Exercise requirements: Copy out the full passage on the suspension of the 2015 coal plant wastewater standards, word for word.

Text block:
'''

So, how did we get here? On April 25th, Administrator Pruitt sided with the polluting industry and conceded to requests from industry to put the 2015 ELG standards on hold. Compliance deadlines are suspended while EPA decides whether to revisit parts of the rules, which were created under Obama-era EPA Administrator Gina McCarthy. Utilities were already challenging aspects of the updated standards in court, so Pruitt asked, and the court agreed, to indefinitely stay the case until the new Trump EPA can reconsider the standards and determine which parts it wants the court to remand back to EPA to redesign and likely weaken.
Unsurprisingly, given what’s at stake, the American Water Works Association and the National Association of Water Companies, along with environmental groups, opposed the delay. They had previously challenged the ELG standard for not being protective enough. It’s easy to see why: maps of coal plants relative to downstream municipal drinking water intakes suggest a serious health threat caused by coal-related water discharges (see two examples on the right). According to the Waterkeeper Alliance, nearly 35% of all coal plants discharge toxic pollution within 5 miles of a downstream community’s drinking water intake and 81% of all coal plants discharge within 5 miles of a public drinking water well. Southern Environmental Law Center’s interactive map of North Carolina and Virginia is another good visual aid that tells the same bleak story.

'''

Listed records:
'''

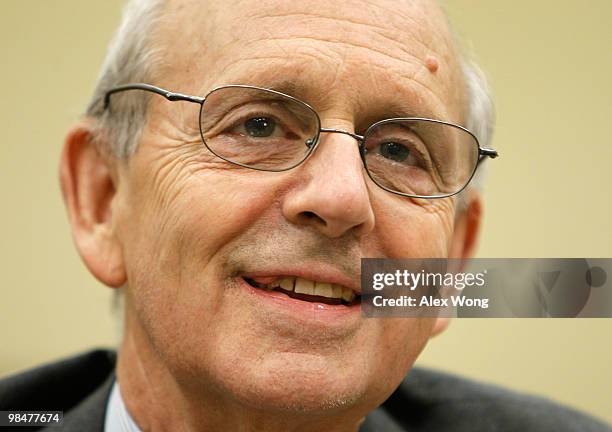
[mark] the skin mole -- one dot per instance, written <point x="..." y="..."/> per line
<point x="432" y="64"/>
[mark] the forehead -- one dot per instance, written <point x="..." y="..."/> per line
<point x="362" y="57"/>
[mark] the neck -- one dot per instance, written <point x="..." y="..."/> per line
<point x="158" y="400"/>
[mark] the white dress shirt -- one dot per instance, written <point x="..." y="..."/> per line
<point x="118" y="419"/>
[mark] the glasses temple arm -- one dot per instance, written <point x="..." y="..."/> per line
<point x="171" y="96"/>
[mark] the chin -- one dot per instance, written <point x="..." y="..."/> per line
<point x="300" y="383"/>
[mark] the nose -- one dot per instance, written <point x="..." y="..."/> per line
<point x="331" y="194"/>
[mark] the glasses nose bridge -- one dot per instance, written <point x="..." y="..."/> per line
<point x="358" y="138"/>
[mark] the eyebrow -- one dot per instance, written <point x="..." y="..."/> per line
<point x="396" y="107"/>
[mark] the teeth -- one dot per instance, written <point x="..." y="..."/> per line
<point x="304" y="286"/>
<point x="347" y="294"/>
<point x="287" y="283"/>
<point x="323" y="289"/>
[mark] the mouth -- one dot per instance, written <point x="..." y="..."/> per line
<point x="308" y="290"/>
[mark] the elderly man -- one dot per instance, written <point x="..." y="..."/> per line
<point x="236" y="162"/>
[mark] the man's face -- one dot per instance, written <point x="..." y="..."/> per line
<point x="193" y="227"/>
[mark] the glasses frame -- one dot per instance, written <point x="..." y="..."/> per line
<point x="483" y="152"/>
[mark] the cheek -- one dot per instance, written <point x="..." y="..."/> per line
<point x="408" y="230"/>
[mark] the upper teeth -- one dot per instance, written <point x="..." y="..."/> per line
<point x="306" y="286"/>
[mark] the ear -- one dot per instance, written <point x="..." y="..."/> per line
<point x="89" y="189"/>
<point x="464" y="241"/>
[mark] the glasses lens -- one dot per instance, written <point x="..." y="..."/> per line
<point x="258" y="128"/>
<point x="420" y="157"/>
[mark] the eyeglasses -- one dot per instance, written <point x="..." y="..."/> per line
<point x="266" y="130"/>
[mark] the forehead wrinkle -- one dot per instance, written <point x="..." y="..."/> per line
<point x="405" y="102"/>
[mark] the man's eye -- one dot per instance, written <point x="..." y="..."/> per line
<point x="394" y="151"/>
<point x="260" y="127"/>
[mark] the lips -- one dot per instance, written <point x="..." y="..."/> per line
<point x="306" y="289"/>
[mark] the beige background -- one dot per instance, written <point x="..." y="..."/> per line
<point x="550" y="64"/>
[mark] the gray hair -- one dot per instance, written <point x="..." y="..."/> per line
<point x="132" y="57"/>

'''
'''

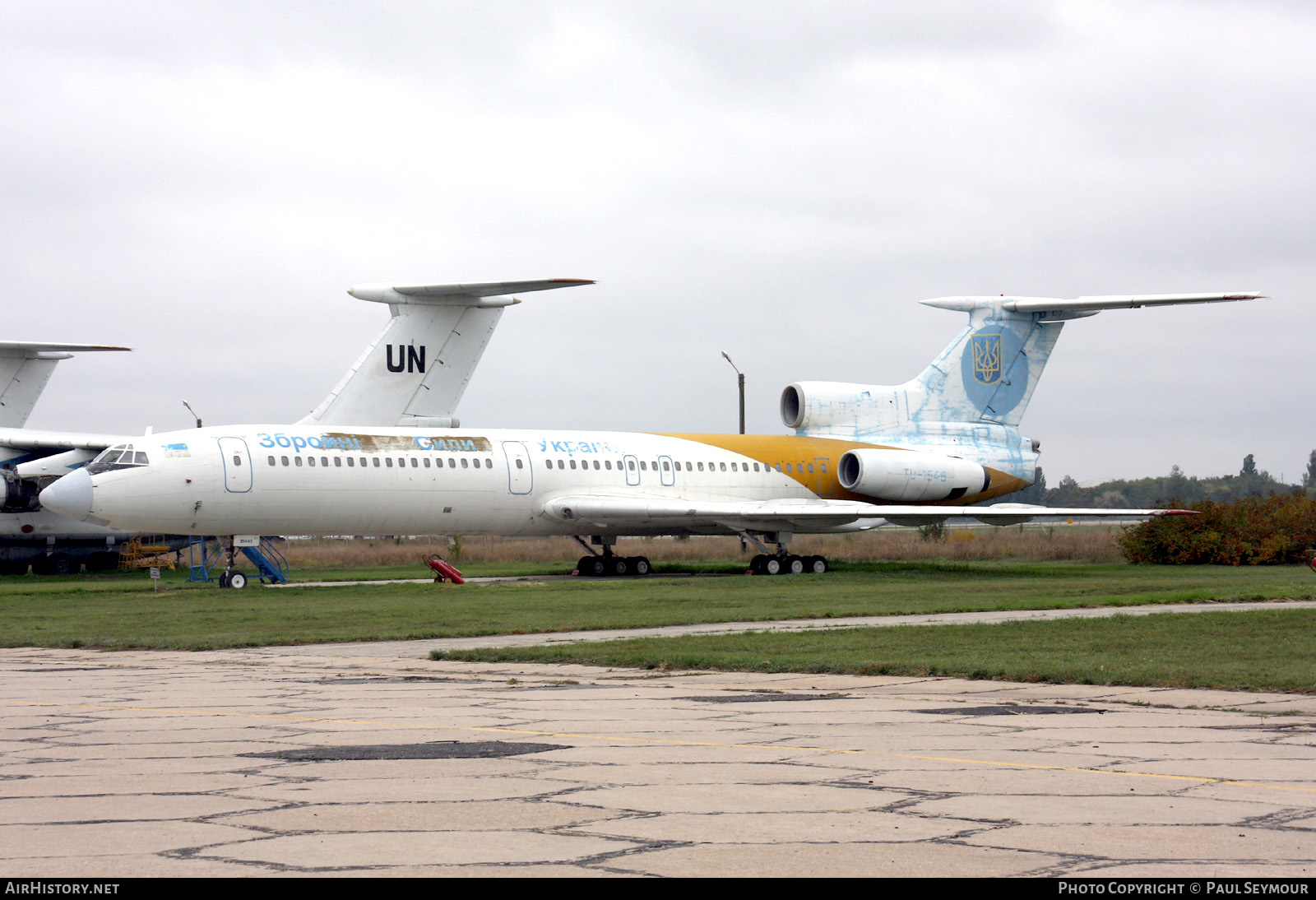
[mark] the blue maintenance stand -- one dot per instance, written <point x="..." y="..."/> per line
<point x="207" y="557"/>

'''

Answer to this problem:
So, how did we get here? On April 25th, Administrator Pruitt sided with the polluting industry and conceded to requests from industry to put the 2015 ELG standards on hold. Compliance deadlines are suspended while EPA decides whether to revisit parts of the rules, which were created under Obama-era EPA Administrator Gina McCarthy. Utilities were already challenging aspects of the updated standards in court, so Pruitt asked, and the court agreed, to indefinitely stay the case until the new Trump EPA can reconsider the standards and determine which parts it wants the court to remand back to EPA to redesign and likely weaken.
Unsurprisingly, given what’s at stake, the American Water Works Association and the National Association of Water Companies, along with environmental groups, opposed the delay. They had previously challenged the ELG standard for not being protective enough. It’s easy to see why: maps of coal plants relative to downstream municipal drinking water intakes suggest a serious health threat caused by coal-related water discharges (see two examples on the right). According to the Waterkeeper Alliance, nearly 35% of all coal plants discharge toxic pollution within 5 miles of a downstream community’s drinking water intake and 81% of all coal plants discharge within 5 miles of a public drinking water well. Southern Environmental Law Center’s interactive map of North Carolina and Virginia is another good visual aid that tells the same bleak story.